__Reading text__:
┄┄┄┄┄┄

The LTTE, terrorism, and “human bombs”
 
Question: Mr. Prabhakaran, people say that all your combatants wear a cyanide capsule around their necks: is this just nonsense?

V. Prabhakaran: No, it is the truth. It has been our rule right from the very start. A number of our comrades have given their lives in this way. But it does ensure that practically none of us are taken prisoner...By doing this, our fighters protect those who help us...The cyanide capsule is the symbol of our determination... It gives us the strength to sacrifice our lives for our cause.

                                                                                                                                                    The Hindu, Madras, September 5, 1986
 

First of all, one awesome fact stands out: in the history of the world, no other guerrilla outfit--whether turned criminal or still faithful to their original ideals--no other terrorist group has succeeded in assassinating a chief of State (Ramasinghe Premadasa, Sri Lanka) and a figure of political stature comparable to that of Rajiv Gandhi, heir of an illustrious Indian dynasty, head of the opposition movement at the time of his death, and former prime minister of the "world's largest democracy," and all this outside territory under its direct control. Worse yet, between 1989 and 1994, the LTTE assassinated all their major enemies, without ever claiming responsibility for any of these crimes, and even indulging in the luxury of denying any involvement in this unprecedented series of murders and massacres.

┄┄┄┄┄┄

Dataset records

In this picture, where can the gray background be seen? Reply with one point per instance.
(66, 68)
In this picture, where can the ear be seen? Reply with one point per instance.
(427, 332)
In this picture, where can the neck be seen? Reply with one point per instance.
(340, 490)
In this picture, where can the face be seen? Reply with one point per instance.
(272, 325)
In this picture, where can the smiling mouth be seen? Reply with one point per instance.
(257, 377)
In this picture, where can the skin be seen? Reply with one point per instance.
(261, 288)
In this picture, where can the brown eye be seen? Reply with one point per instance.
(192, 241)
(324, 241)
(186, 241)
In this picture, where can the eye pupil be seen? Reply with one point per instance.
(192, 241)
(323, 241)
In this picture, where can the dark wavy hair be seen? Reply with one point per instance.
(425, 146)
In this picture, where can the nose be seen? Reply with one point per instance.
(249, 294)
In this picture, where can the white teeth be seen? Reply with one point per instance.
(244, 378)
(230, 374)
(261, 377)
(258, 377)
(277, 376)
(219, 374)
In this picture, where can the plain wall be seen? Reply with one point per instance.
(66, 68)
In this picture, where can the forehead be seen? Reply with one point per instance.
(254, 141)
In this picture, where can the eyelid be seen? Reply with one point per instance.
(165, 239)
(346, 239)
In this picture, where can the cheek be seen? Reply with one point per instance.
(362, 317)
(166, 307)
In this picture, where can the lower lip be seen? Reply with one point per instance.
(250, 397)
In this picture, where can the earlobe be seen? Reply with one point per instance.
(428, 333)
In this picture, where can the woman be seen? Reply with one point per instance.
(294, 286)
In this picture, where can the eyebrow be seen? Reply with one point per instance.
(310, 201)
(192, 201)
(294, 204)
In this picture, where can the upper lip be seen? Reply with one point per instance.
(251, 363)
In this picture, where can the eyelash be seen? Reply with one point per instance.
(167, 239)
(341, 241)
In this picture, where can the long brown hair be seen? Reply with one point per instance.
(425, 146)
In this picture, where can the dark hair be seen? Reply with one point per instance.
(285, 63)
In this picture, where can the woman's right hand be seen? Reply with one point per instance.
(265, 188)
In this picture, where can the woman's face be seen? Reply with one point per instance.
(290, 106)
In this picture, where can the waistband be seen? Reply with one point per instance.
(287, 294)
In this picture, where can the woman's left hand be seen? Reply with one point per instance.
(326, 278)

┄┄┄┄┄┄

__Your tasks__:
• A. According to the text on the LTTE, between which years did the group assassinate all its major enemies?
• B. Carry on the text about the LTTE and terrorism, starting right after its final sentence.

__Per-task answers__:
• A. Between 1989 and 1994.

• B.
July 1989: Appapilai Amirthalingam and Vettivelu Yogeswaran, two leaders of the Tamil United Liberation Front (moderates) were shot in their homes.

March 1991: Sri Lankan Defense Minister Ranjan Wijeratne died in a car-bomb explosion.

May 1991: Rajiv Gandhi attended a political rally in the city of Sriperumbudur, in Indian Tamil Nadu, near Madras. As a young lady prepared to place a garland around his neck, she set off a belt of 2.5 kilos of C4 that she had been wearing under her sari. Twenty people were blown to bits, including Rajiv and the terrorist, of whom only her head was found, along with the cyanide tablet that she was wearing around her neck, the Tigers' trademark. In August 1991, in the Indian city of Bangalore, the police surrounded the masterminds behind R. Gandhi's murder. The 11 Tigers all committed suicide by taking cyanide, except for the head of the group, Raja Arumainayam, whom the police gunned down. During the Spring of 1992, the Indian federal criminal investigation service charged Velupillai Prabhakaran with the murder of R. Gandhi, along with the head of the LTTE special services. The Indian courts then issued a 49-page document, with 400-pages of annexes, showing the Tigers' direct responsibility for the act. Rajiv Gandhi had paid for his "betrayal" of the Tigers during the intervention of the Indian peace force in Sri Lanka (1987-90).

November 1992: The head of the Sri Lankan Navy, Vice Admiral Clancey Fernando, was assassinated by a suicide bomber on a motorcycle, who set off a heavy plastic charge upon impact.

April 1993: The head of the Sri Lankan opposition (Democratic United National Front), Lalith Athulathmudali, 57 years old, fell to an assassin's bullet not far from Colombo, during an election rally. The killer, Kandiah Ragunathan, a 25-year-old Jaffna Tamil, committed suicide by swallowing cyanide shortly after the attack. Athulathmudali had been in charge of the campaign against the Tigers when he was Minister of National Security from 1987 to 1991.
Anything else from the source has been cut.